[Position annotation records]
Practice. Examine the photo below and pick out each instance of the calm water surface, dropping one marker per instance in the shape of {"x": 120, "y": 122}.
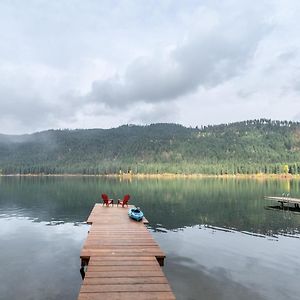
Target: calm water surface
{"x": 221, "y": 238}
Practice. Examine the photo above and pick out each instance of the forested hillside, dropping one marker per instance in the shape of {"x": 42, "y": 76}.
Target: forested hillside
{"x": 256, "y": 146}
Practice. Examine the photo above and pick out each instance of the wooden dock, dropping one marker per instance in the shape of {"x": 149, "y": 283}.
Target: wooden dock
{"x": 121, "y": 259}
{"x": 285, "y": 200}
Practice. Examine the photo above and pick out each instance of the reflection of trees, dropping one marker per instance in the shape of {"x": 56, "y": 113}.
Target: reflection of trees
{"x": 174, "y": 203}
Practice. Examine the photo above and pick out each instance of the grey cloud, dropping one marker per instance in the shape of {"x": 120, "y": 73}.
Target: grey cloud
{"x": 203, "y": 60}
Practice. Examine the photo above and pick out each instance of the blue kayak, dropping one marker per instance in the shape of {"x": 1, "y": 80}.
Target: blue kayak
{"x": 135, "y": 214}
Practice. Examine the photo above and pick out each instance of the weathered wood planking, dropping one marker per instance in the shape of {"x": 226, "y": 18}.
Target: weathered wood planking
{"x": 282, "y": 200}
{"x": 123, "y": 260}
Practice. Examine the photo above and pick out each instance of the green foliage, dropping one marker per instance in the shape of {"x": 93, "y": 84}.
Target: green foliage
{"x": 249, "y": 147}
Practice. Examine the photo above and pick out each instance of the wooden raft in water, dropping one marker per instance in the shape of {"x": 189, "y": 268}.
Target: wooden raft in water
{"x": 123, "y": 260}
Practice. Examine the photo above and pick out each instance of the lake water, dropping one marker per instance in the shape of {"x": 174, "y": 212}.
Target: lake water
{"x": 221, "y": 238}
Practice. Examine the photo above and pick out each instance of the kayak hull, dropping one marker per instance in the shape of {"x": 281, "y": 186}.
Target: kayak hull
{"x": 135, "y": 214}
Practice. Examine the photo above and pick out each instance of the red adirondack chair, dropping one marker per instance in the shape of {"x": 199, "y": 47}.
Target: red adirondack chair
{"x": 106, "y": 200}
{"x": 124, "y": 201}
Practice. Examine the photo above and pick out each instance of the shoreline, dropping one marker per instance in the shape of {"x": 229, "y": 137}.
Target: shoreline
{"x": 165, "y": 176}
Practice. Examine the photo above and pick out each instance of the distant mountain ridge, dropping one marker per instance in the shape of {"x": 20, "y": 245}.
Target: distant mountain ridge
{"x": 254, "y": 146}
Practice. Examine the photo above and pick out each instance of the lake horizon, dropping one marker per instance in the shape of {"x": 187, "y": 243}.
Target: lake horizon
{"x": 222, "y": 239}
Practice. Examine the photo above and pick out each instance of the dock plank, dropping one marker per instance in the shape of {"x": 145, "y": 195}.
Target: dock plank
{"x": 124, "y": 261}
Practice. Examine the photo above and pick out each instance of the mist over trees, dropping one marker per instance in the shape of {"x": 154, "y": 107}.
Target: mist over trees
{"x": 248, "y": 147}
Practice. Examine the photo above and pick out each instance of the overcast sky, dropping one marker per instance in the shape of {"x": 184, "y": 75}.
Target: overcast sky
{"x": 101, "y": 64}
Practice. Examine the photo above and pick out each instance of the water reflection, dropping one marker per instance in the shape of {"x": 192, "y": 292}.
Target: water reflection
{"x": 221, "y": 241}
{"x": 237, "y": 204}
{"x": 39, "y": 262}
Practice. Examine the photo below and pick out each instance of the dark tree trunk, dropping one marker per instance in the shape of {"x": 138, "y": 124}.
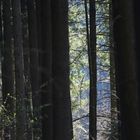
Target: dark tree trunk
{"x": 46, "y": 71}
{"x": 61, "y": 92}
{"x": 127, "y": 87}
{"x": 93, "y": 73}
{"x": 34, "y": 68}
{"x": 7, "y": 70}
{"x": 26, "y": 54}
{"x": 19, "y": 72}
{"x": 137, "y": 48}
{"x": 115, "y": 126}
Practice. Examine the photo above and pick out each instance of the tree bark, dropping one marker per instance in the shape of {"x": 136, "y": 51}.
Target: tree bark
{"x": 46, "y": 71}
{"x": 60, "y": 69}
{"x": 7, "y": 70}
{"x": 93, "y": 73}
{"x": 127, "y": 87}
{"x": 19, "y": 72}
{"x": 34, "y": 68}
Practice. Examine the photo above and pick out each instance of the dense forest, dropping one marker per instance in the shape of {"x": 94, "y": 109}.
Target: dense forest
{"x": 69, "y": 70}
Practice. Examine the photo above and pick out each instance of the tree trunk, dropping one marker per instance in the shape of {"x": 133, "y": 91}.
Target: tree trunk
{"x": 19, "y": 72}
{"x": 46, "y": 71}
{"x": 93, "y": 73}
{"x": 115, "y": 126}
{"x": 26, "y": 54}
{"x": 34, "y": 68}
{"x": 7, "y": 70}
{"x": 61, "y": 92}
{"x": 127, "y": 87}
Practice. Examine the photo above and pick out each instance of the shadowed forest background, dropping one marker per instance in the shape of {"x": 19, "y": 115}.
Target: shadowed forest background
{"x": 69, "y": 70}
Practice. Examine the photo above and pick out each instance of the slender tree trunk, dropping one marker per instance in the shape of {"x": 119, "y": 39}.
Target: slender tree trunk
{"x": 137, "y": 49}
{"x": 93, "y": 73}
{"x": 34, "y": 68}
{"x": 7, "y": 70}
{"x": 115, "y": 126}
{"x": 1, "y": 46}
{"x": 61, "y": 92}
{"x": 19, "y": 72}
{"x": 46, "y": 70}
{"x": 26, "y": 52}
{"x": 127, "y": 87}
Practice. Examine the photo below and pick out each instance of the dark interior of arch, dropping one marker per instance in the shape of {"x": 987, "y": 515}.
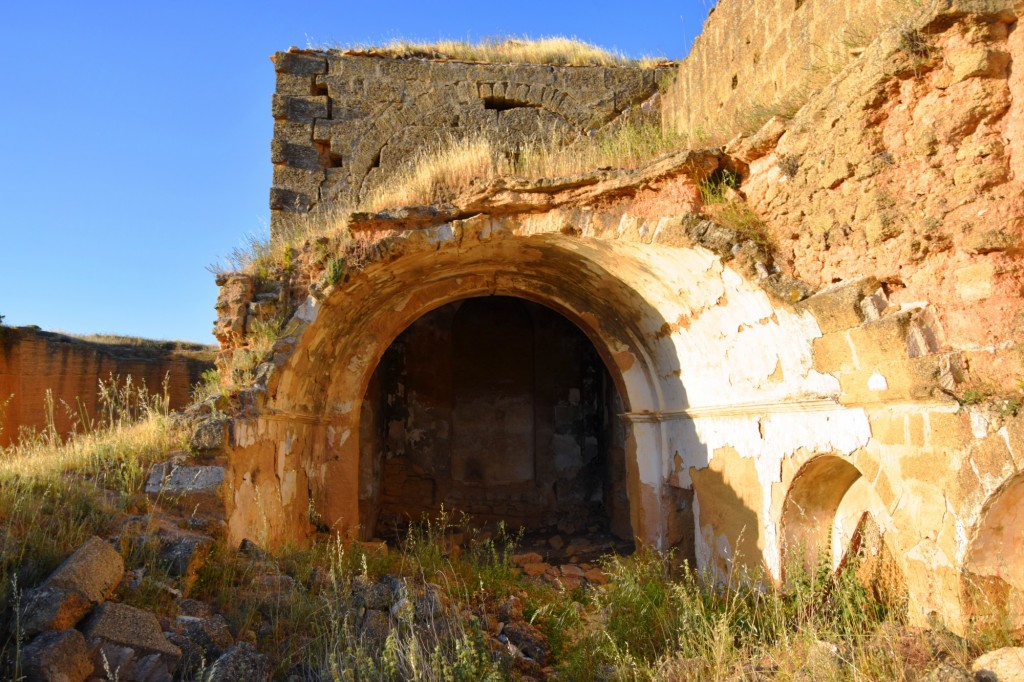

• **YOUR GOAL**:
Please rewrite all of the material above with "pick out" changed to "mark" and nothing else altered. Leave the pictures out.

• **CORRECT OUTPUT**:
Practice. Examine the photo below and mark each instance of the calm water surface, dropping one marker per instance in the shape of {"x": 120, "y": 122}.
Target: calm water surface
{"x": 221, "y": 238}
Practice. Examine the photo above and mark each instance of the forested hillside, dropping one marker per instance in the shape of {"x": 42, "y": 76}.
Target: forested hillside
{"x": 256, "y": 146}
Practice. Examine the photo above and mark each instance of the wooden dock, dropping one marker per instance in the shape of {"x": 149, "y": 283}.
Target: wooden dock
{"x": 121, "y": 259}
{"x": 285, "y": 200}
Practice. Examine the photo above and mark each instance of the reflection of trees, dropping one marker per instance in the shape of {"x": 56, "y": 113}.
Target: reflection of trees
{"x": 174, "y": 203}
Practice. Examine the photo above and mark each instance of the grey cloud, dropping one marker per instance in the shape of {"x": 120, "y": 73}.
Target: grey cloud
{"x": 203, "y": 60}
Practice. Examine the photo above and mark each instance of the blue kayak, dropping one marker per instance in the shape of {"x": 1, "y": 80}.
Target: blue kayak
{"x": 135, "y": 214}
Practice. Examine the photo above and mark each instance of the weathered wood planking, dropping one marker per instance in the shape of {"x": 226, "y": 18}.
Target: weathered wood planking
{"x": 282, "y": 200}
{"x": 123, "y": 260}
Practice. Examine the photo above and mark each instance of the green foliage, dropping one marker per instance in the shape of {"x": 93, "y": 84}.
Target: green foliage
{"x": 249, "y": 147}
Practice. Examine the photo above and mark each instance of the wooden raft in water, dropping one marker per instance in the shape of {"x": 189, "y": 268}.
Target: wooden raft in water
{"x": 123, "y": 260}
Practice. Examine the photo above and mark each instance of the lake water, dropping one marker per instance in the shape of {"x": 174, "y": 212}.
Target: lake water
{"x": 221, "y": 238}
Practice. Examine the photo above and mark each instance of the kayak hull, dropping one marker per instance in the shape of {"x": 281, "y": 186}.
Target: kayak hull
{"x": 135, "y": 214}
Practice. Examine the photo above and mark each instance of the red adirondack chair, dropping one marker per instance in the shape of {"x": 199, "y": 47}.
Target: red adirondack chair
{"x": 106, "y": 200}
{"x": 124, "y": 201}
Practice. Examine the photo above and mark each instance of the shoreline, dropping one marker per instance in the shape of {"x": 229, "y": 137}.
Target: shoreline
{"x": 165, "y": 176}
Practice. Examine the photo above and mark each instance of the distant mountain ridge, dropping one marker per instance in the shape of {"x": 20, "y": 245}.
Target: distant mountain ridge
{"x": 254, "y": 146}
Practice. Examine the photo above and mark each instance of the lake horizon, dropping one marker per instance in the shape of {"x": 187, "y": 243}.
Target: lake horizon
{"x": 222, "y": 239}
Practice. Examine the photo above and mark each instance of the dock plank, dropping one marker per instance in the shape of {"x": 145, "y": 195}.
Target: dock plank
{"x": 124, "y": 261}
Practice. Examine the photo above and mark each instance of the mist over trees, dropping one marker per instance in the shape of {"x": 154, "y": 107}.
Target: mist over trees
{"x": 248, "y": 147}
Practice. Examine the photo above and mark each instance of the overcast sky, dropping one marker per instance in the shape of {"x": 184, "y": 75}.
Target: overcast sky
{"x": 101, "y": 64}
Practice. Examine the photo above and mark each instance of the water reflection, dropping one marker per instance in the shape of {"x": 192, "y": 292}.
Target: water reflection
{"x": 221, "y": 241}
{"x": 237, "y": 204}
{"x": 39, "y": 262}
Practice. Examine the photo below and mark each instance of the dark tree trunk, dropping one marker per instance in the shape of {"x": 138, "y": 124}.
Target: dark tree trunk
{"x": 46, "y": 71}
{"x": 61, "y": 92}
{"x": 127, "y": 87}
{"x": 93, "y": 73}
{"x": 34, "y": 68}
{"x": 7, "y": 70}
{"x": 26, "y": 54}
{"x": 19, "y": 72}
{"x": 137, "y": 48}
{"x": 115, "y": 126}
Practice. Examine the photo above and mark each instance of the tree bark, dropping one marker per instance in the shape of {"x": 136, "y": 51}.
Target: tree bark
{"x": 46, "y": 71}
{"x": 60, "y": 69}
{"x": 7, "y": 70}
{"x": 93, "y": 73}
{"x": 127, "y": 87}
{"x": 19, "y": 72}
{"x": 34, "y": 68}
Practice. Examine the photo above and mark each instance of the dense forest, dropping one marker per instance in the shape of {"x": 94, "y": 109}.
Target: dense forest
{"x": 69, "y": 70}
Practice. Examine the photo above and mark each instance of the tree trunk, dropping one marker per instance in the shape of {"x": 133, "y": 91}.
Target: tree trunk
{"x": 19, "y": 72}
{"x": 46, "y": 71}
{"x": 93, "y": 73}
{"x": 115, "y": 126}
{"x": 26, "y": 54}
{"x": 34, "y": 68}
{"x": 7, "y": 70}
{"x": 61, "y": 92}
{"x": 127, "y": 87}
Practice. Examine the photo above and mark each instance of the shadowed forest background, dropping one marker per instance in the shape of {"x": 19, "y": 115}.
Target: shadowed forest background
{"x": 69, "y": 70}
Practice. Examine the photo above and mark each instance of the slender tree trunk, dropping one marker per instance in the shape of {"x": 119, "y": 39}.
Target: slender tree trunk
{"x": 137, "y": 49}
{"x": 93, "y": 73}
{"x": 34, "y": 68}
{"x": 7, "y": 70}
{"x": 115, "y": 126}
{"x": 1, "y": 46}
{"x": 61, "y": 92}
{"x": 19, "y": 72}
{"x": 46, "y": 70}
{"x": 26, "y": 52}
{"x": 127, "y": 87}
Practice. Examine the photo below and mark each instance of the dark interior of arch, dropping one marker per instance in the shape of {"x": 987, "y": 515}.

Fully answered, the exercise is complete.